* Begin TEXT PROVIDED *

Ayrton, you still inspire me 20 years on!
Senna - surely the most arrogant and dangerous driver to ever turn a wheel in F1!
It's not a point of view I hold myself +Esteban C but it is a valid criticism of Ayrton's driving, and there were a lot of people at the time who felt the same as +Nick James It's only because he died that this criticism stopped. 
What some so called racing experts or fans call arrogance of Senna's driving skills, some believe Senna was the very first driver to drive his car to its limits, he challenged the other drivers, he made an extreme sport more exciting. Senna had the ability to control his car like no other driver before, possibly the best rain driver we've ever seen. Senna was able to make the car do almost anything he wanted it. What's really impressive about his driving skills was that the technology in auto racing was nothing like it is today, I could only imagine what he would do with the existing tech available today. It would have been complete dominance. 
I respect criticism, +Mike Bye , but the comment I replied to did actually sound disrespectful. No one told me what Ayrton did on track. I watched him drive in the 80's. I don't think he was more dangerous than any other driver. Maybe it's because Ayrton was a lot faster than the rest, and he was lapping them all the time, some people may think it's dangerous. But he's not to blame for driving quick. And about being arrogant... well... pure bullshit.
No one not even his detractors dismiss his skill, It was his tendency to run others off the track that some felt was arrogant and dangerous. There's even the famous interview where Jackie Stewart accuses him of just such things. 
+Mike Bye racing regulations back in those days allowed the drivers to protect their position. What Senna did was protect the inside and outside lanes like he owned it. Those drivers that had the skills to pass him, with the likes of Prost and Mansell did pass him occasionally, those drivers that couldn't pass him like Jackie Stewart and few others called him dangerous... Alan Prost went as far as saying that Ayrton Senna made him a better F1 driver and he could not imagine his career without Senna...

* End TEXT PROVIDED *
* Begin RECORDED INFORMATION *

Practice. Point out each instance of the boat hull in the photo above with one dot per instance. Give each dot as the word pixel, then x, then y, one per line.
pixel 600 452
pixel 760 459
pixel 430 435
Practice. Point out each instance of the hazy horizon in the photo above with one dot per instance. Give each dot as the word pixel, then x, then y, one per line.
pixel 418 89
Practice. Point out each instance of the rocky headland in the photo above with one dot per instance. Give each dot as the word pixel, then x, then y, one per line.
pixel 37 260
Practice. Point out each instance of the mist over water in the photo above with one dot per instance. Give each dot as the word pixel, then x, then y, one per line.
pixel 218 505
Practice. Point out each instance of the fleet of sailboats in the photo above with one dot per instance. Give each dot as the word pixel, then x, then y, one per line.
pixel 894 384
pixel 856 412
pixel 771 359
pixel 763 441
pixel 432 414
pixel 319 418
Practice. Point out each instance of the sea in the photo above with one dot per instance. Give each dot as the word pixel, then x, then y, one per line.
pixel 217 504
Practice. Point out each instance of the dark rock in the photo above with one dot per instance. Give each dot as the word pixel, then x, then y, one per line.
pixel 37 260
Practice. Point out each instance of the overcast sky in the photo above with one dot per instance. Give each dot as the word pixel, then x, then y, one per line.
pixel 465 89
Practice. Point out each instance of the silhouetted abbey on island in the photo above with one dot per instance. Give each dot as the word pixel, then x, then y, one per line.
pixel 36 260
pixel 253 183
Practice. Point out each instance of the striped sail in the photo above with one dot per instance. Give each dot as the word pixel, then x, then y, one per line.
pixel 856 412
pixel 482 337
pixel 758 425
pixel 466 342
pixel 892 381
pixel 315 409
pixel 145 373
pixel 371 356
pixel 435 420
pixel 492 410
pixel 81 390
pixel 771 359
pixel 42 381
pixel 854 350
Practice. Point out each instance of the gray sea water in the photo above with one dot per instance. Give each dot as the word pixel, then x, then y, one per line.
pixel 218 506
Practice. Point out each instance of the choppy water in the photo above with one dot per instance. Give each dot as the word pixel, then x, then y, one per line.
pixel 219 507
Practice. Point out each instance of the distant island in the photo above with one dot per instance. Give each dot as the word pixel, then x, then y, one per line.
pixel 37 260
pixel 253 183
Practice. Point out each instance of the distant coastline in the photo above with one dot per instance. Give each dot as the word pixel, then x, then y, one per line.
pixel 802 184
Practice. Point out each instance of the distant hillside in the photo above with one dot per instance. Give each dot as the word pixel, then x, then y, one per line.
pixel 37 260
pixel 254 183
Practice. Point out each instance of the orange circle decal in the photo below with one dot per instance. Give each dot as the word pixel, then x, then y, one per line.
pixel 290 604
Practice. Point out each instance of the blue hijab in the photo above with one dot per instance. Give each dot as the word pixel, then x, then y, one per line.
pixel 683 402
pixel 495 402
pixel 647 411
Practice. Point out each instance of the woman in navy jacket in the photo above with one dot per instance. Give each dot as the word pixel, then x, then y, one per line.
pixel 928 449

* End RECORDED INFORMATION *

_SET TASK 1_: In the comments about Ayrton Senna, who is said to have accused him, in a famous interview, of running others off the track?
_SET TASK 2_: Continue the comments about Ayrton Senna, starting after their last sentence.
The lines play no part in the work that follows.

_EXERCISE OUTPUT 1_: Jackie Stewart

_EXERCISE OUTPUT 2_:
Yes, I've seen that interview and Ayrton gave Jackie his point of view. I also saw when he jumped out of the car on track to help Comas while other drivers passed by. That does not sound like an arrogant attitude to me.
+Esteban C I just want to piggy back in your comment and remind everyone the day Senna passed he had a heated discussion at the driver's meeting prior to the race with concerns to the safety of drivers, cars and track. He was the most outspoken driver in regards to driver's safety....
Actually Alain accused him of being dangerous too, even going so far as to accuse Ayrton of trying to kill him. +Roger Carvalho 
As I said though this isn't a point of view I hold I was merely pointing out that it was a valid criticism, to try and keep things friendly. 
+Mike Bye I remember that statement by Prost but lets be clear the he made that statement shortly after a race, when the idrenalin is still running high. I don't want to even make a comparison but if you've ever watched Nascar racing ( Again, not even close to F1 ) you've noticed how agressive they are. They protect their lanes, and will go as far as pushing drivers off the track, literally!
And after the races all the accusations and even physical fights that accur do to the heat of the moment... Please understand i don't want to compare Nascar to F1 but its all part of racing, and to be honest F1 was a lot more exciting to watch back in those days. This is simply my point of view.
No one can argue that Senna wasn't arrogant! :-/
Let's remember that every driver has a certain amount of arrogance, they have to have self belief to get where they are but arrogance has little to do with actual skill.
Anyone can say their the best, weather they are or not is a totally different matter.
Senna was a great driver. Senna was a hero. Senna did a lot to help others less fortunate than himself. Senna at times could be a total arse, and if he was alive I'd still be typing this or quite happily say it to his face.
I was/am a massive Mansell fan and whilst I admire his skills behind the wheel, he too could be a massive arse at times.
I am an adequate driver. I too can be very arrogant especially behind the wheel and a massive arse at times :-) job done :-)
Maybe the most attractive doodle I've seen...
Great. Akoma dhe sot i paarritshem.
Plenty of drivers who actually raced against him have said the same thing. He was arrogant on track and a bully. Brundle said that he would come past you and it was up to you to get out of the way or you would have an accident. I'm sorry, but that is NOT skill, it's arrogance and bully boy tactics plain and simple. If he was driving today, he would be banned. 
The famous interview with Stewart also points out what an arrogant driver he was. His famous quote 'If you don't go for a gap you are no longer a racing driver' is just pure idiocy, as pointed out by Stewart. Even punch drunk boxers know you have to pick your moment. Senna was skillful, no doubt, but a more arrogant and dangerous driver in F1 there has never been.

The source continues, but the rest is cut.